Het probleem van dergelijke complottheorieën komt ook al naar voren in de documentaire zelf. Eén van de sterren van Flat Earth, Patricia Steere, reflecteert in de documentaire op het feit dat zij zelf onderdeel is geworden van een complottheorie (‘Patricia’ eindigt immers op ‘CIA’, die ons een bepaalde kant op ‘stuurt’). Patricia heeft ondertussen aan den lijve ervaren dat aanhangers van de complottheorie over haar leven op geen enkele wijze overtuigd kunnen worden van het feit dat zij geen CIA-infiltrant is. En hoewel de analogie met Flat Earth haar niet ontgaat, heeft ze toch het idee dat de complottheorie het in dat geval wel bij het rechte eind heeft.
Het gevaar van het naïeve beeld van de wetenschap
Goed, het beeld van de wetenschap als volkomen neutrale observator is misschien misplaatst. Dat doet echter niets af aan het feit dat de Flat Earth theorie volkomen onwetenschappelijk is, dus vanwaar de ophef? De interessante vraag die de opkomst van complottheorieën oproept, is waar dat wantrouwen in de wetenschap van completdenkers nu eigenlijk vandaan komt. Deze vraag wordt door de wetenschappers in de documentaire ook expliciet gesteld. Een mogelijk antwoord op die vraag, is precies dat het een reactie is op het dominante maar onrealistische beeld van wetenschap als zuiver neutraal, onfeilbaar instrument, zoals dat in het publiek debat te vaak door wetenschappers wordt neergezet.

++++

## OPDRACHTEN:
A. Citeer uit de tekst over Flat Earth het deel dat begint bij de woorden "Het gevaar van" en eindigt na "wetenschappers wordt neergezet.".
B. Op welke drie letters eindigt de naam ‘Patricia’ volgens de tekst over Flat Earth?
C. Ga alsjeblieft verder met de tekst over Flat Earth, na de laatste zin die er staat.

## GETOONDE GEGEVENS:
++++

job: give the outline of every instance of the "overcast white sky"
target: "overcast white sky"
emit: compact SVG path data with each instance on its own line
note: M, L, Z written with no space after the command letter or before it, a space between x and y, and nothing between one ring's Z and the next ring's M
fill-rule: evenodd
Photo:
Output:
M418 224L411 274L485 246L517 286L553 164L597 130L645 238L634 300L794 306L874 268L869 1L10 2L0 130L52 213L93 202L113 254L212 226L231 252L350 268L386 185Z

++++

## ANTWOORDEN PER OPDRACHT:
A.
Het gevaar van het naïeve beeld van de wetenschap
Goed, het beeld van de wetenschap als volkomen neutrale observator is misschien misplaatst. Dat doet echter niets af aan het feit dat de Flat Earth theorie volkomen onwetenschappelijk is, dus vanwaar de ophef? De interessante vraag die de opkomst van complottheorieën oproept, is waar dat wantrouwen in de wetenschap van completdenkers nu eigenlijk vandaan komt. Deze vraag wordt door de wetenschappers in de documentaire ook expliciet gesteld. Een mogelijk antwoord op die vraag, is precies dat het een reactie is op het dominante maar onrealistische beeld van wetenschap als zuiver neutraal, onfeilbaar instrument, zoals dat in het publiek debat te vaak door wetenschappers wordt neergezet.

B. Op ‘CIA’.

C.
“Hoe hoger de wetenschap(per) op een voetstuk wordt geplaatst, hoe makkelijker het wordt om er af te vallen.”
Het gevaar bestaat dat dit naïeve beeld van de wetenschap er eerder voor zal zorgen dat ‘de wetenschap’ in zijn geheel wordt afgewezen als een belangrijke bron van informatie en autoriteit. Want als wetenschap echt op neutrale wijze naar de feiten kijkt, waarom kunnen er dan toch nog zulke grote discussies tussen wetenschappers onderling zijn? De doorgeslagen reactie zou kunnen zijn: blijkbaar geeft een wetenschapper ook maar ‘een’ theorie over hoe het zit. Of denk aan climategate: wetenschappers die overleg plegen over welk gedeelte van de data het best kan worden gepresenteerd (en welk gedeelte het best kan worden verzwegen) om mensen van hun positie te overtuigen, lijken niet op de neutrale wetenschappers die in het naïeve beeld naar voren worden geschoven. Hoe hoger de wetenschap(per) op een voetstuk wordt geplaatst, hoe makkelijker het wordt om er af te vallen.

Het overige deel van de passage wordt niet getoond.